* Exercises to complete
- 1) According to the news report on the collapse of the Gaza truce, how many hostages a day did Israel say Hamas had to release for the pause to continue?
- 2) Extend the news report on the collapse of the Gaza truce, picking up right after its final sentence.

The warring sides blamed each other for the collapse of the truce, during which Hamas militants had released hostages exchange for Palestinians held in Israeli jails.

The United Nations said the fighting would worsen an extreme humanitarian emergency. “Hell on Earth has returned to Gaza,” said Jens Laerke,

spokesperson for the U.N. humanitarian office in Geneva.

A pause that started on Nov. 24 had been extended twice, and Israel had said it could continue as long as Hamas released 10 hostages a day. But after seven days during which women, children and foreign hostages were freed, mediators failed to find a formula to release more.

Israel accused Hamas of refusing to release all the women it held. A Palestinian official said the breakdown occurred over female Israeli soldiers.

Israel has sworn to annihilate Hamas after an Oct. 7 rampage in which it says the militant group killed 1,200 people and took 240 hostage.

Israeli assaults since have laid waste much of Gaza, ruled by Hamas since 2007. Palestinian health authorities deemed reliable by the United Nations say over 15,000 Gazans have been killed and thousands are missing.

Negotiations continuing, Qatar says

Qatar, which has played a central mediating role, said negotiations were continuing with Israelis and Palestinians to restore the truce but Israel’s renewed bombardment of Gaza had complicated matters.

An Israeli official in Washington said it was a “very high priority” to get as many hostages released as possible.

“And for that, under agreed terms, Israel is willing to give additional pauses,” the official said, while adding: “We can negotiate while we still fight.”

Residents and officials from Hamas on Friday said fighters armed with rocket-propelled grenades battled Israeli troops and tanks in Gaza City’s Sheikh Radwan neighbourhood in the north.

Casualties were reported in southern Lebanon, a flashpoint of conflict for Israel on its northern border, with Lebanon state media reporting Israeli shelling killed three people on Friday.

The Iran-backed Lebanese group Hezbollah, a Hamas ally, said two of those killed were its fighters. It added it had carried out several attacks on Israeli military positions at the border.

* Information given
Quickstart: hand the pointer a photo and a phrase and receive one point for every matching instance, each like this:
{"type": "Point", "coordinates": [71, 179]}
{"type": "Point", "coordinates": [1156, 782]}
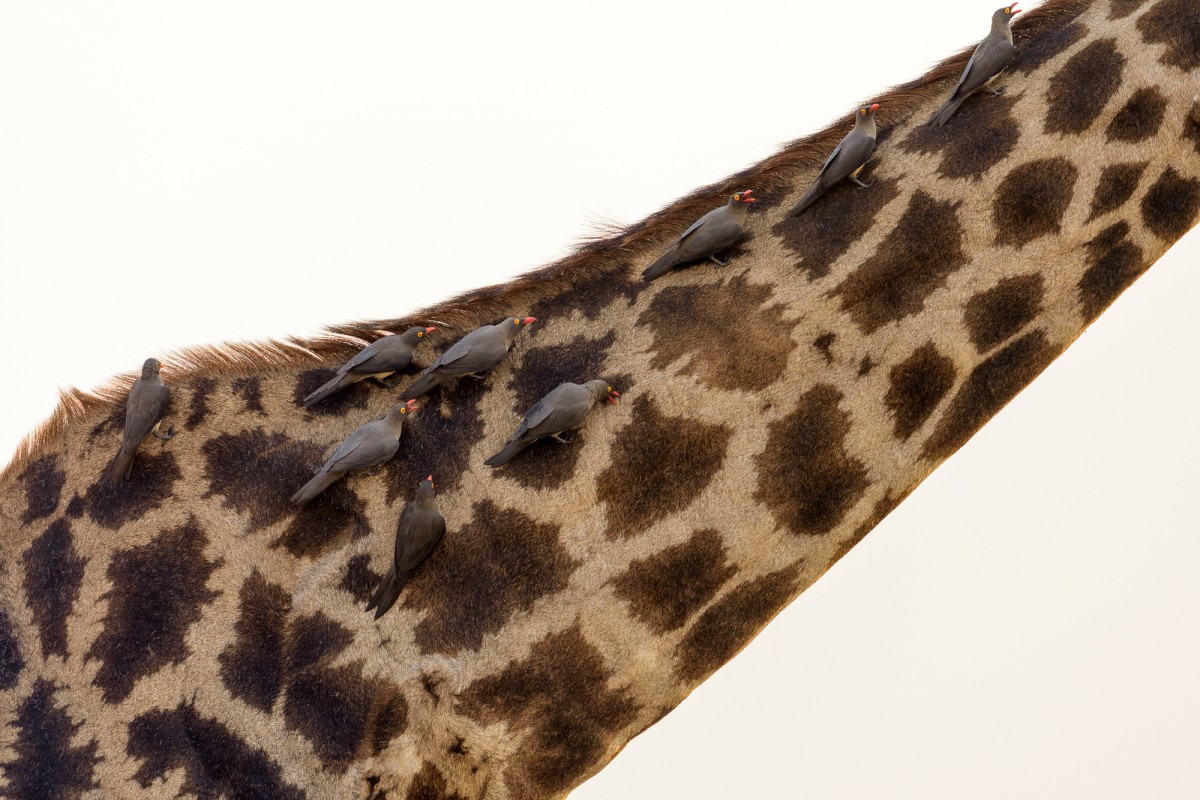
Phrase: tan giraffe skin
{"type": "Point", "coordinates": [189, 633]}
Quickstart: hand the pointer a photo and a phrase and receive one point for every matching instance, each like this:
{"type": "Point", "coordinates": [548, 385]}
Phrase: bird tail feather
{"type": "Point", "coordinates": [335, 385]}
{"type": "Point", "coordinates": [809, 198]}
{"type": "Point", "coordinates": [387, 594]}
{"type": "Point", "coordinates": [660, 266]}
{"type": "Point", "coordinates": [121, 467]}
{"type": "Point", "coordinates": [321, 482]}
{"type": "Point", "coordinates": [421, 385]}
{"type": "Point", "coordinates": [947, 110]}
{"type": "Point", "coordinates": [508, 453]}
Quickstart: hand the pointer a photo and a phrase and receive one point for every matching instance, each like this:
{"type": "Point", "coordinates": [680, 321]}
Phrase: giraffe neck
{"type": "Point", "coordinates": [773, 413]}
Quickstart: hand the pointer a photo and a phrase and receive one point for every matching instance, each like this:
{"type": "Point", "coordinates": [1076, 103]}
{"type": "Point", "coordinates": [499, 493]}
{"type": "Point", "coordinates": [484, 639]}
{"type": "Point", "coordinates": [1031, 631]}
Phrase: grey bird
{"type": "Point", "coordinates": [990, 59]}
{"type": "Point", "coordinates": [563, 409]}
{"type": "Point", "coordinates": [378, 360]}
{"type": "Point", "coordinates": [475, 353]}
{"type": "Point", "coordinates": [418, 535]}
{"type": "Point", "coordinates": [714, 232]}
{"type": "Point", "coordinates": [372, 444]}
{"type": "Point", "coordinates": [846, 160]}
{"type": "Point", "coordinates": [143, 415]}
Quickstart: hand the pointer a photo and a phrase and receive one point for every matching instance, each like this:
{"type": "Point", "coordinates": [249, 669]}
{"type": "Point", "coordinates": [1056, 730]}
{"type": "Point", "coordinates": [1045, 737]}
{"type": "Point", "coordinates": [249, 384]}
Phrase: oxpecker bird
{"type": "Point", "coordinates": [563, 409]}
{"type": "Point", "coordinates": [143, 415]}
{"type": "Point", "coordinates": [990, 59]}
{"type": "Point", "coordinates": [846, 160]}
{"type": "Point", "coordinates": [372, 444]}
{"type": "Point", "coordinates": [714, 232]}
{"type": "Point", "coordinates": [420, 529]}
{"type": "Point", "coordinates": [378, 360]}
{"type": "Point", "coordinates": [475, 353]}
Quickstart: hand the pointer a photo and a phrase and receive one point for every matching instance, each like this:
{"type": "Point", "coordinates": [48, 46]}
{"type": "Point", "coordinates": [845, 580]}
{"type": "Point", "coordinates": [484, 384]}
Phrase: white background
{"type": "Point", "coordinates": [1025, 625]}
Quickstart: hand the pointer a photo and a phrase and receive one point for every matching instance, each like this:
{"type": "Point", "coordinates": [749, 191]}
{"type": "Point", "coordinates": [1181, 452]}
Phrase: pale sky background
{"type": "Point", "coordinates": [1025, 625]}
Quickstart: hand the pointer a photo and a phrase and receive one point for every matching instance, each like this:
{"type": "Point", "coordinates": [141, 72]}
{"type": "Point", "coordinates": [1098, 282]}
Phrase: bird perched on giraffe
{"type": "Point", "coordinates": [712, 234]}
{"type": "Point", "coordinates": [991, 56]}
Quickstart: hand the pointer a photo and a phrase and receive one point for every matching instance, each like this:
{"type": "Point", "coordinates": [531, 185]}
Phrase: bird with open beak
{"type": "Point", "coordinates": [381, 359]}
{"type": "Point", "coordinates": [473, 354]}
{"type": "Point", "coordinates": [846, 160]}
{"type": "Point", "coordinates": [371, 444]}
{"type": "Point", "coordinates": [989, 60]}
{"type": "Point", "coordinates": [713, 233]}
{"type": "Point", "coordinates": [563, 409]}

* List of answers
- 1) 10 hostages a day.

- 2)
The Israeli army said its artillery struck sources of fire from Lebanon and air defences had intercepted two launches.

Reuters could not confirm the battlefield accounts.

U.S. and Hamas trade accusations

“We’re going to continue to work with Israel and Egypt and Qatar on efforts to re-implement the pause,” U.S. Defense Secretary Lloyd Austin told a press conference in California, while blaming Hamas for failing to meet conditions on hostages and for an attack in Jerusalem.

U.S. Senator Mark Warner, who chairs the Senate Intelligence Committee, said Washington should be putting pressure on Israel.

“We should be pushing Israel to realise this is not only a military conflict but it is a conflict for hearts and minds of people in the world and people in United States,” Warner told Reuters.

Hamas accused Washington of giving a green light for an Israeli “war of genocide and ethnic cleansing.”

“Today, it brazenly repeats the Zionist lies, which hold Hamas responsible for resuming the war and not extending the humanitarian truce,” it said in a statement.

The U.S. is working on a plan with Israel to minimise harm to civilians in any military operation in southern Gaza, a senior U.S. official said.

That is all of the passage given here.